■ Activity
The line with "Query: green grass pitch" marks where to begin. Please copy it and each line after it to the end of the records below, exactly.
── The data ──
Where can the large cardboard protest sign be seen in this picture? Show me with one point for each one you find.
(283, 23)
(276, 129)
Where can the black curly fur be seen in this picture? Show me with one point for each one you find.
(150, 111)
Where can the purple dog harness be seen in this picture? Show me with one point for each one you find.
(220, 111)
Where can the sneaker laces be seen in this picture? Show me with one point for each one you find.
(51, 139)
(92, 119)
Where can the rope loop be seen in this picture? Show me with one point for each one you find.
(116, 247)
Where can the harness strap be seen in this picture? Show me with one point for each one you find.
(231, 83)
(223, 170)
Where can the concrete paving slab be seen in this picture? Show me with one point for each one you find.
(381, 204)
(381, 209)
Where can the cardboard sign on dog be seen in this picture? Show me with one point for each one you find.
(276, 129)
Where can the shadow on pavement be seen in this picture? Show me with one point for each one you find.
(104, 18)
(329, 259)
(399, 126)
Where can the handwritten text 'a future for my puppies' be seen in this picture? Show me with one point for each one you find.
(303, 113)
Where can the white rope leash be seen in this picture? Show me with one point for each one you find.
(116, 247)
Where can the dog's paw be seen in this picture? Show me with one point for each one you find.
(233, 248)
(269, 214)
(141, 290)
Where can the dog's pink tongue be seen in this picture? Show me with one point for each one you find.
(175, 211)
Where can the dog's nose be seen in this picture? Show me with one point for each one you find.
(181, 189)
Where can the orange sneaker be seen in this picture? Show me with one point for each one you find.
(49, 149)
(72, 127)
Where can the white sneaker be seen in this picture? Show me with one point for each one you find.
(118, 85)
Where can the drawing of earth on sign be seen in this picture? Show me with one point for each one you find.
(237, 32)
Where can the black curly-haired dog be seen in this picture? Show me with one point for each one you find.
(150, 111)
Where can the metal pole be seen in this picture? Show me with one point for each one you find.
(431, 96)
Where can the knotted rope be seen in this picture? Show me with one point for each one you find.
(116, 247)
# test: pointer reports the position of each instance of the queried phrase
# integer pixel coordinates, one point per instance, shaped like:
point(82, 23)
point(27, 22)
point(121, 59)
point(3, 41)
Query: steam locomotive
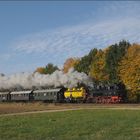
point(94, 94)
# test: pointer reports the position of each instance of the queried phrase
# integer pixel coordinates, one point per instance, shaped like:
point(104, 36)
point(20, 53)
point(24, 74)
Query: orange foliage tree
point(69, 63)
point(41, 70)
point(129, 71)
point(97, 69)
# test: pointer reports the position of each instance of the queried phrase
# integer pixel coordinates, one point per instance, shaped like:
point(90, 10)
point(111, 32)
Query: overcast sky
point(33, 34)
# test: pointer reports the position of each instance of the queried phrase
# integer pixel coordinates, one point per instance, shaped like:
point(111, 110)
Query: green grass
point(73, 125)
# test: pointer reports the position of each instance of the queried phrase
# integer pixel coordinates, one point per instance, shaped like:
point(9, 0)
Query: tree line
point(118, 63)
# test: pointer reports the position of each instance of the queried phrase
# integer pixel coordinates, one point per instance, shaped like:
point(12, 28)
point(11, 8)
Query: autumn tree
point(41, 70)
point(50, 68)
point(85, 62)
point(129, 71)
point(113, 56)
point(97, 69)
point(69, 63)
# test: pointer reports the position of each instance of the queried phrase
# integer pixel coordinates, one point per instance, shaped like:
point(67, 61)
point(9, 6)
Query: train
point(94, 94)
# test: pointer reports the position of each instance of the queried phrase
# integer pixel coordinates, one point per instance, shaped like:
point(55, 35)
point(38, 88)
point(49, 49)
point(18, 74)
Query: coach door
point(31, 96)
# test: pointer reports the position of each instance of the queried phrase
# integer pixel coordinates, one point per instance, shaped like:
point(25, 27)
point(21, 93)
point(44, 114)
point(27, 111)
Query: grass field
point(73, 125)
point(6, 108)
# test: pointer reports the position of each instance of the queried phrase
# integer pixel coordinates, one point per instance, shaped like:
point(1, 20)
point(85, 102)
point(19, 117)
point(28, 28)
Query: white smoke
point(56, 79)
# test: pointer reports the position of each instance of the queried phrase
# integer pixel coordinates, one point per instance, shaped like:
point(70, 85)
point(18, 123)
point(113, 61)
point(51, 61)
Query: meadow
point(98, 124)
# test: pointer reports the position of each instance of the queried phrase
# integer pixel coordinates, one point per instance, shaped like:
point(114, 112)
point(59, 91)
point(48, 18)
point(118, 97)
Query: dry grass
point(6, 108)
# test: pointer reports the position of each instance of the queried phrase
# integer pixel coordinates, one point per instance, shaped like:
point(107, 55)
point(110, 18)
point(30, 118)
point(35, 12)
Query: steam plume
point(28, 80)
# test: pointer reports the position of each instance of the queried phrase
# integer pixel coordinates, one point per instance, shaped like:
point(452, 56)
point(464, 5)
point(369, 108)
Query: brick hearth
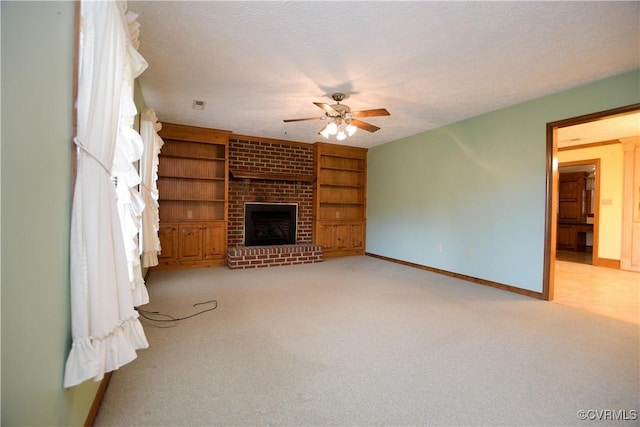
point(271, 256)
point(281, 159)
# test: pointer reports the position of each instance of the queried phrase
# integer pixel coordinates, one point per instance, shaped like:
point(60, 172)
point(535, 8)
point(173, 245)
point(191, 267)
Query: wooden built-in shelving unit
point(193, 183)
point(340, 199)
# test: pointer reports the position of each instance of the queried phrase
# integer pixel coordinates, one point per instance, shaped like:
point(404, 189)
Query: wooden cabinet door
point(356, 235)
point(571, 188)
point(168, 235)
point(214, 240)
point(190, 242)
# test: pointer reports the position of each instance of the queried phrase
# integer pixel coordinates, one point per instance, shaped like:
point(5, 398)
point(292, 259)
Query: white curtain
point(149, 128)
point(105, 327)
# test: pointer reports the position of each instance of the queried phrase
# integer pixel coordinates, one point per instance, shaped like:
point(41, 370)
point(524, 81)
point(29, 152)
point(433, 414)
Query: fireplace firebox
point(270, 224)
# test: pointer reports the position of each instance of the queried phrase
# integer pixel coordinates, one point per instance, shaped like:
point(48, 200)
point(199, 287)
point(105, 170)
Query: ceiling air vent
point(198, 105)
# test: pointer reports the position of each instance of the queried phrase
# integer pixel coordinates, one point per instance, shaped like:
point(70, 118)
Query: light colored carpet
point(362, 341)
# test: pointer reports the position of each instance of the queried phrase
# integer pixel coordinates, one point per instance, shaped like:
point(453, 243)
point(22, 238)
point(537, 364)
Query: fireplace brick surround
point(286, 162)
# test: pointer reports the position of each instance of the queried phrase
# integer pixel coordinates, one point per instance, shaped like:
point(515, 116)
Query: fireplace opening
point(270, 224)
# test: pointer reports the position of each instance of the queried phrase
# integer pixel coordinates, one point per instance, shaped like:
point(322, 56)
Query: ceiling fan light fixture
point(325, 132)
point(332, 128)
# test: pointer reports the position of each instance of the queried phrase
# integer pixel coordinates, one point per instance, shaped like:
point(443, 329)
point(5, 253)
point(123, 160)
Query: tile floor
point(606, 291)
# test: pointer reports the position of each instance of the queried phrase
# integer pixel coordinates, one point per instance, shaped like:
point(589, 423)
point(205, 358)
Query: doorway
point(552, 201)
point(578, 226)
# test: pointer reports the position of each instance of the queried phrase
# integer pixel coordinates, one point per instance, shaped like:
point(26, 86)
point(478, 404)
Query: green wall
point(470, 197)
point(37, 81)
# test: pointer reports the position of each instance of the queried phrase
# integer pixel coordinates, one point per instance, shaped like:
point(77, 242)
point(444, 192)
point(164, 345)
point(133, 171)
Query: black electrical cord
point(149, 315)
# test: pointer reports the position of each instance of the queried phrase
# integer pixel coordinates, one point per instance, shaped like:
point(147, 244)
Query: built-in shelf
point(244, 174)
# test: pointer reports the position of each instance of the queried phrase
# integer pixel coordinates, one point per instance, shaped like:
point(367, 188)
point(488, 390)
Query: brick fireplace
point(266, 171)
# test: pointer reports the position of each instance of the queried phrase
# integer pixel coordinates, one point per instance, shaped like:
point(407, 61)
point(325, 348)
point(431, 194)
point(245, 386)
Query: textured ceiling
point(428, 63)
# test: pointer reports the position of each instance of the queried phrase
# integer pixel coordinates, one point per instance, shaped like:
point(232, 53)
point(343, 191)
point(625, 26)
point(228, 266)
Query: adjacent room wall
point(37, 83)
point(611, 174)
point(469, 198)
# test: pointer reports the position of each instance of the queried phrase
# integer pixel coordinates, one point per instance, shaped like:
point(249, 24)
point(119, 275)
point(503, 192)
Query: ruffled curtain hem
point(91, 357)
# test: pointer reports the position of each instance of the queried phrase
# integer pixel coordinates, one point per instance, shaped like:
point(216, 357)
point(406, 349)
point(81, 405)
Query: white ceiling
point(429, 63)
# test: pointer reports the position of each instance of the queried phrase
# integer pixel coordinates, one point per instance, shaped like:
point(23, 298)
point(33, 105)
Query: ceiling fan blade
point(363, 125)
point(302, 120)
point(371, 113)
point(327, 108)
point(323, 128)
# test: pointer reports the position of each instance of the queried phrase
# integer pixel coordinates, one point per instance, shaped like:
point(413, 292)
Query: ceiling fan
point(341, 121)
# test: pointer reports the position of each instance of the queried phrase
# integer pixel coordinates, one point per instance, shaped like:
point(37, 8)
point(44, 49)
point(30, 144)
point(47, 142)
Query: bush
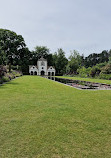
point(2, 70)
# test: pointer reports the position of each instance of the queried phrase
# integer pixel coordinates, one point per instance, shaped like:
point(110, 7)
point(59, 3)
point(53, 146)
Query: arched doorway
point(52, 73)
point(48, 73)
point(31, 73)
point(35, 73)
point(42, 73)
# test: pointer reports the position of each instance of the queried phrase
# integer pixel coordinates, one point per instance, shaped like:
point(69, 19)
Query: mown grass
point(87, 79)
point(40, 118)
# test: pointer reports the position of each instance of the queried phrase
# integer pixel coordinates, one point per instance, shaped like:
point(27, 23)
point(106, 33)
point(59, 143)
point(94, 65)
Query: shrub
point(2, 70)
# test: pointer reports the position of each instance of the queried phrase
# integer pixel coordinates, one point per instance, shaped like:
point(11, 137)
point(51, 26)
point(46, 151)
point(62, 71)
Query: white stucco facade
point(42, 68)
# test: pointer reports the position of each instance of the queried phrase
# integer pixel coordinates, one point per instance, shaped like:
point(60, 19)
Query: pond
point(82, 84)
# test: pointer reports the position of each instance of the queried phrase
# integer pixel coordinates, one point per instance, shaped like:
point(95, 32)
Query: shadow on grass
point(3, 85)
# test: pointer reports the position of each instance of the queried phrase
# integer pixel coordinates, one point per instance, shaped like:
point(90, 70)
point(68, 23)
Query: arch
point(49, 73)
point(31, 72)
point(35, 73)
point(42, 73)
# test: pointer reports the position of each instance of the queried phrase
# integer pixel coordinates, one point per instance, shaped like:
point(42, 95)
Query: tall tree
point(60, 61)
point(12, 45)
point(75, 61)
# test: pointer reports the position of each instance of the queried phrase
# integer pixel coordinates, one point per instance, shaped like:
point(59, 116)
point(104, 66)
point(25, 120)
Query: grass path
point(87, 79)
point(40, 118)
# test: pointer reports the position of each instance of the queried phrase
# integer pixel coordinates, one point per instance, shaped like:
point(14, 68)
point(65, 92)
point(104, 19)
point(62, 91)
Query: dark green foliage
point(2, 71)
point(95, 58)
point(60, 62)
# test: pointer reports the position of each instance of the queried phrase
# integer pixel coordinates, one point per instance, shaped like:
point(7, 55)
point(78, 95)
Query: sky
point(82, 25)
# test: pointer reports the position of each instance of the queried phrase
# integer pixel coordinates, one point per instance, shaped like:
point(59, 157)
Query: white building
point(42, 68)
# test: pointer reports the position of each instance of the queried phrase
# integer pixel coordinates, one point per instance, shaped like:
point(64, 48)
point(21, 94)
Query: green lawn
point(87, 79)
point(40, 118)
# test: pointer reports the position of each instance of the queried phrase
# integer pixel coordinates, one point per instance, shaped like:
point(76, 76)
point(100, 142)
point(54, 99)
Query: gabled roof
point(50, 67)
point(42, 59)
point(30, 66)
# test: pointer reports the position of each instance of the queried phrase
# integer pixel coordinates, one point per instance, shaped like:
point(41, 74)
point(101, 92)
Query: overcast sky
point(83, 25)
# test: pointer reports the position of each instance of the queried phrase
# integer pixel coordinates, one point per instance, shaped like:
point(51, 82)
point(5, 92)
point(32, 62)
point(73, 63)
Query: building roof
point(42, 59)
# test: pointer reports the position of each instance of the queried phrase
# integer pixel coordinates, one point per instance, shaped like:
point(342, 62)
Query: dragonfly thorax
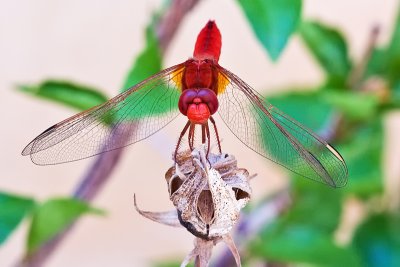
point(199, 74)
point(198, 104)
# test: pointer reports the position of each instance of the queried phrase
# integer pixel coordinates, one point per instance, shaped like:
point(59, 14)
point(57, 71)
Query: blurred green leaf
point(310, 205)
point(12, 210)
point(148, 62)
point(354, 105)
point(273, 22)
point(378, 241)
point(302, 243)
point(329, 48)
point(77, 96)
point(314, 110)
point(305, 233)
point(393, 53)
point(54, 216)
point(363, 155)
point(377, 65)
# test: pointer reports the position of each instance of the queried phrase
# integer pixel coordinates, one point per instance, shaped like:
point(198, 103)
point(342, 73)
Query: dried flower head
point(208, 193)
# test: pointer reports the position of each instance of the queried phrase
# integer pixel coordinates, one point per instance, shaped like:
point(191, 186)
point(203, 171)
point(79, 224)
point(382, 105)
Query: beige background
point(94, 42)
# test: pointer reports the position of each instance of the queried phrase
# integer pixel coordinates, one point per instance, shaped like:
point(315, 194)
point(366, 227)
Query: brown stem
point(100, 171)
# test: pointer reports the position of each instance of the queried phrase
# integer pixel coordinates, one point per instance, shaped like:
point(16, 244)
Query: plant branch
point(98, 174)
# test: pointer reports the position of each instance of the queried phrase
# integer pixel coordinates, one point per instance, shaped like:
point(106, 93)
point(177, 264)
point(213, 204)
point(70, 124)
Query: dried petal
point(168, 218)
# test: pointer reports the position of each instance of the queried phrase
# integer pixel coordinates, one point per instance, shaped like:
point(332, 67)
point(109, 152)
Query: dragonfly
point(197, 88)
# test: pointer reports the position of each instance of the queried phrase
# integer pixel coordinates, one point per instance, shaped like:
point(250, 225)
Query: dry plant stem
point(100, 171)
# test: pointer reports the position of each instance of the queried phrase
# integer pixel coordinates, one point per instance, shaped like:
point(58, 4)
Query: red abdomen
point(208, 44)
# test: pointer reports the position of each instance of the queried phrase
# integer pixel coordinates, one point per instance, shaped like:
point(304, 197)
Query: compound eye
point(210, 98)
point(186, 99)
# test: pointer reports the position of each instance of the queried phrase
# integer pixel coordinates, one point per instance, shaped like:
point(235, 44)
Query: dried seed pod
point(208, 198)
point(208, 194)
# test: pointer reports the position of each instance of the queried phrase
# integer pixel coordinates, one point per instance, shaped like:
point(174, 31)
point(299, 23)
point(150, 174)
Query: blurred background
point(96, 42)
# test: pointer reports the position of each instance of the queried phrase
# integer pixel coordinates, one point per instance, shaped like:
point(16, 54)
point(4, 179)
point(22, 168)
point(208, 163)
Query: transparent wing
point(125, 119)
point(276, 136)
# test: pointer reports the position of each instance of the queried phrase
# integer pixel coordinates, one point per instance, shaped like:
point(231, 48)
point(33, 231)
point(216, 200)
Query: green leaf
point(273, 22)
point(378, 241)
point(12, 210)
point(302, 243)
point(354, 105)
point(329, 48)
point(363, 155)
point(70, 94)
point(314, 110)
point(54, 216)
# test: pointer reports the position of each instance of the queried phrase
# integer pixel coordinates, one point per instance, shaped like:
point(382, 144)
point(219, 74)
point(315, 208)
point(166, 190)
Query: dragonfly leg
point(207, 129)
point(203, 133)
point(180, 138)
point(191, 135)
point(216, 134)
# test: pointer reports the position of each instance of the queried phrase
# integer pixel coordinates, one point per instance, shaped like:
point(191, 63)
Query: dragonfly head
point(198, 104)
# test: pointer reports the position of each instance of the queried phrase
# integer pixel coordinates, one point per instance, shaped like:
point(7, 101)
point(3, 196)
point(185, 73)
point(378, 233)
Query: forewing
point(125, 119)
point(276, 136)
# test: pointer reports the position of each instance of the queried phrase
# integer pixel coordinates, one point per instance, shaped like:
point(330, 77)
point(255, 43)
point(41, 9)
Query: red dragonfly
point(196, 88)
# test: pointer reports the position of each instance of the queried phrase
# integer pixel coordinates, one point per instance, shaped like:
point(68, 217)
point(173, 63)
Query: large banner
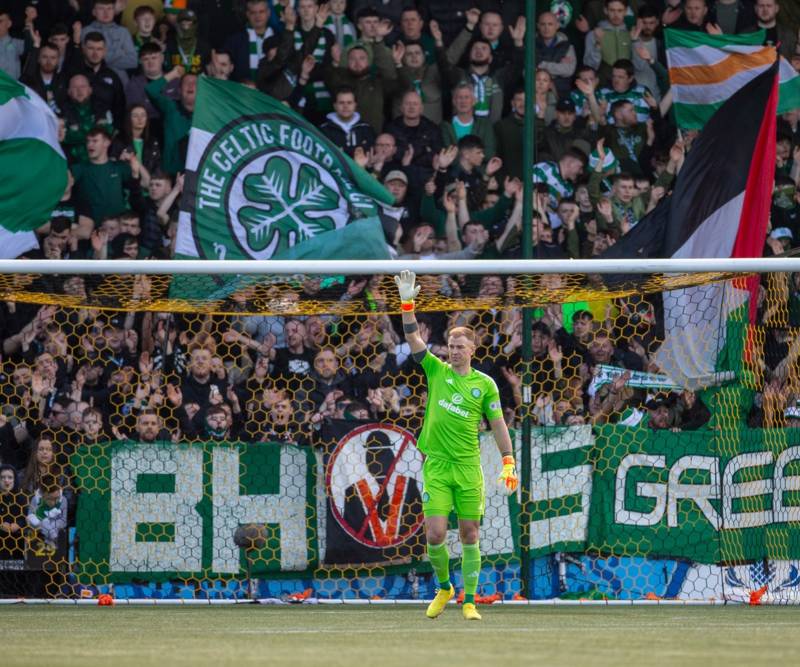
point(374, 487)
point(264, 183)
point(706, 496)
point(162, 511)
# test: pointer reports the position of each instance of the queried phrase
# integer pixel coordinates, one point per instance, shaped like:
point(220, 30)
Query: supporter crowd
point(428, 98)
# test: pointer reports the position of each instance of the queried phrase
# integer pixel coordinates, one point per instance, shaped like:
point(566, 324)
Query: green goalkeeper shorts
point(452, 485)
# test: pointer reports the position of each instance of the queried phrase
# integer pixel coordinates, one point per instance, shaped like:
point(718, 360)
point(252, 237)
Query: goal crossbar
point(422, 267)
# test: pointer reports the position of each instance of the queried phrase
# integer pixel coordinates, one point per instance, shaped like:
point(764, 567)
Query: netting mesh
point(309, 295)
point(271, 451)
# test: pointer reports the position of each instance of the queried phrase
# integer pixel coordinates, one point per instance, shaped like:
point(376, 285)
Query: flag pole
point(528, 158)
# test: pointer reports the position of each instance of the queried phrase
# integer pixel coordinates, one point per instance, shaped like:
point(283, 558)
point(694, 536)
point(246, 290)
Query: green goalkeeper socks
point(470, 570)
point(440, 559)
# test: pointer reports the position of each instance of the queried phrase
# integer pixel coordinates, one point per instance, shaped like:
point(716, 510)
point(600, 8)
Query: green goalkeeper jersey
point(456, 405)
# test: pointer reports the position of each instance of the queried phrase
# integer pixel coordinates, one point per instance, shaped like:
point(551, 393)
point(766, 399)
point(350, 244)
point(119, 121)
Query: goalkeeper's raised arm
point(408, 291)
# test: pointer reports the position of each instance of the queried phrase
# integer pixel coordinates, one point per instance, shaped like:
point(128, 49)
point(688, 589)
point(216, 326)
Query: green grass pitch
point(395, 636)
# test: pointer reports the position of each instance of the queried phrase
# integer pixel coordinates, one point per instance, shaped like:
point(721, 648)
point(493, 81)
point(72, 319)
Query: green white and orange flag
point(706, 70)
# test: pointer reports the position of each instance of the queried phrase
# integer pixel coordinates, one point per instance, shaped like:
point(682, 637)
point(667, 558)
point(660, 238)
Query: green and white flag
point(263, 183)
point(32, 163)
point(705, 70)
───
■ The answer
Query: green grass pitch
point(395, 636)
# test: pointer reports the position of each instance of the queried phrase
# integer pixel coordinates, one point per instance, shaped like:
point(721, 648)
point(493, 81)
point(72, 319)
Query: green white and orange flag
point(706, 70)
# test: pointer reports the position of each instance of the queried phrase
# integer pixel coordinates, one point per instance, shaped like:
point(682, 637)
point(667, 558)
point(660, 238)
Query: green and white flag
point(263, 183)
point(32, 163)
point(705, 70)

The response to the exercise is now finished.